> Work item
Give again, unchanged, the line that contains "standing in foreground" together with every line that follows it until the entries end.

Collected data:
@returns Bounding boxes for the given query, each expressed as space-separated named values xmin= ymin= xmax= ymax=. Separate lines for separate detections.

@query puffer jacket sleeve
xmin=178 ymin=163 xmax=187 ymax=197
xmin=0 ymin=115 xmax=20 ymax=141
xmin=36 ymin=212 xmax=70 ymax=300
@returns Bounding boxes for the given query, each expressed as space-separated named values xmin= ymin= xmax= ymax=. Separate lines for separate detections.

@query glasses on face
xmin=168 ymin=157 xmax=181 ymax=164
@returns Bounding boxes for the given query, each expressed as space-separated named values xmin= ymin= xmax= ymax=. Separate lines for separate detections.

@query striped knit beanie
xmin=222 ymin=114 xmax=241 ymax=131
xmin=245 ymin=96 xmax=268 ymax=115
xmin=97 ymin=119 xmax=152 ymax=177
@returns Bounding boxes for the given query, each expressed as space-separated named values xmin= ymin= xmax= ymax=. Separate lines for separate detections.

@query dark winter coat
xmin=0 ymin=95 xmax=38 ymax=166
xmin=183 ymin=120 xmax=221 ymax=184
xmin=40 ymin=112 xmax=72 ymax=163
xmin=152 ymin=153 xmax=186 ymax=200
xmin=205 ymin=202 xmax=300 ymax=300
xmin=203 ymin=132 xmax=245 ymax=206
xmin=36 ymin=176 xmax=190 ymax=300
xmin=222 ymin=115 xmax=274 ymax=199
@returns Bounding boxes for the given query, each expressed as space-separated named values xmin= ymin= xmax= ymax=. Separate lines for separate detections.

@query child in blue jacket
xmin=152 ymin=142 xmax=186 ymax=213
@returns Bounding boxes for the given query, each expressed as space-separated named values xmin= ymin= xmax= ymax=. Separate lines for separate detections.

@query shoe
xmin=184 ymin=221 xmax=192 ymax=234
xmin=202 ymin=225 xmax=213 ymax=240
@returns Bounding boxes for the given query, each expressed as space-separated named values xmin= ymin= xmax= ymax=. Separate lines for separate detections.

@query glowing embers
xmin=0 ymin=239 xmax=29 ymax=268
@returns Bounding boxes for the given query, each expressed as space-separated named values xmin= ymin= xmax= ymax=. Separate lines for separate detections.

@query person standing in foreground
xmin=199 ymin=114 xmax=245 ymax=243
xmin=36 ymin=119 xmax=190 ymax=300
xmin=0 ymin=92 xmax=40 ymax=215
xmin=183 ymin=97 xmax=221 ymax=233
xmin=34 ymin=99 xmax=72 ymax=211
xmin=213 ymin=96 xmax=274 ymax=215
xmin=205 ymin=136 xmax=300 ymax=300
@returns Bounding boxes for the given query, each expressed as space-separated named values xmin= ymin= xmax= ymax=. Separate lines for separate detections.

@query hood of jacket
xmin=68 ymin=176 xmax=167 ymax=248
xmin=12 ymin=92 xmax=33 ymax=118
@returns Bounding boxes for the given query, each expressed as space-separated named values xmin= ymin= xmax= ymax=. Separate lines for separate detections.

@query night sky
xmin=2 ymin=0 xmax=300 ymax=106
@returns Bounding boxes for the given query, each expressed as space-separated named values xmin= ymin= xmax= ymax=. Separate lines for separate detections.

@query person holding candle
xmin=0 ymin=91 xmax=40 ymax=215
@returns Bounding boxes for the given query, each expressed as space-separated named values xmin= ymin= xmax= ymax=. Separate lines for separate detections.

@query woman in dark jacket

> Task output
@query person standing in foreground
xmin=199 ymin=114 xmax=245 ymax=243
xmin=36 ymin=119 xmax=190 ymax=300
xmin=0 ymin=92 xmax=40 ymax=215
xmin=183 ymin=97 xmax=221 ymax=233
xmin=34 ymin=99 xmax=72 ymax=211
xmin=213 ymin=96 xmax=274 ymax=215
xmin=205 ymin=136 xmax=300 ymax=300
@returns Bounding boxes for the given query, each expressed as space-separated named values xmin= ymin= xmax= ymax=. Separate lines for separate detections.

@query hood of jacket
xmin=68 ymin=176 xmax=167 ymax=248
xmin=12 ymin=92 xmax=33 ymax=118
@returns Bounding boxes for the given query, each expressed as space-separated named values xmin= ymin= xmax= ymax=. Separate lines for separate detections.

@query night sky
xmin=2 ymin=0 xmax=300 ymax=106
@returns Bounding boxes for the given query, each expressed as space-separated named values xmin= ymin= xmax= ymax=. Separate lines for separate detections.

@query person holding candle
xmin=0 ymin=91 xmax=40 ymax=215
@returns Bounding boxes for the given query, each expressed as space-separated named values xmin= ymin= xmax= ymax=. Separate lines for separate detections.

@query woman in dark jacket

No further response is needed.